#### EXERCISE AIM
Pictures aside, repeat every record below exactly.

>>>>>

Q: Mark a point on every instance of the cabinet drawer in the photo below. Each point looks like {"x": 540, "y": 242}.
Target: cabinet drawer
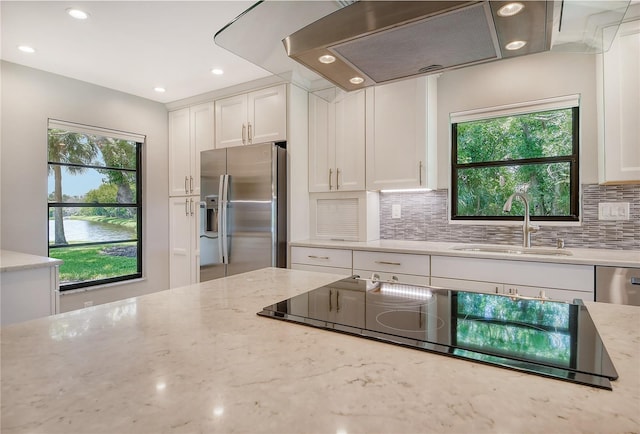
{"x": 321, "y": 269}
{"x": 409, "y": 279}
{"x": 324, "y": 257}
{"x": 392, "y": 262}
{"x": 550, "y": 293}
{"x": 544, "y": 274}
{"x": 467, "y": 285}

<<<<<

#### FINAL ANSWER
Q: Mark a point on every instance of the cabinet drawer in the photo below. Each point looks like {"x": 540, "y": 242}.
Target: cabinet drawer
{"x": 321, "y": 269}
{"x": 409, "y": 279}
{"x": 324, "y": 257}
{"x": 392, "y": 262}
{"x": 550, "y": 293}
{"x": 544, "y": 274}
{"x": 467, "y": 285}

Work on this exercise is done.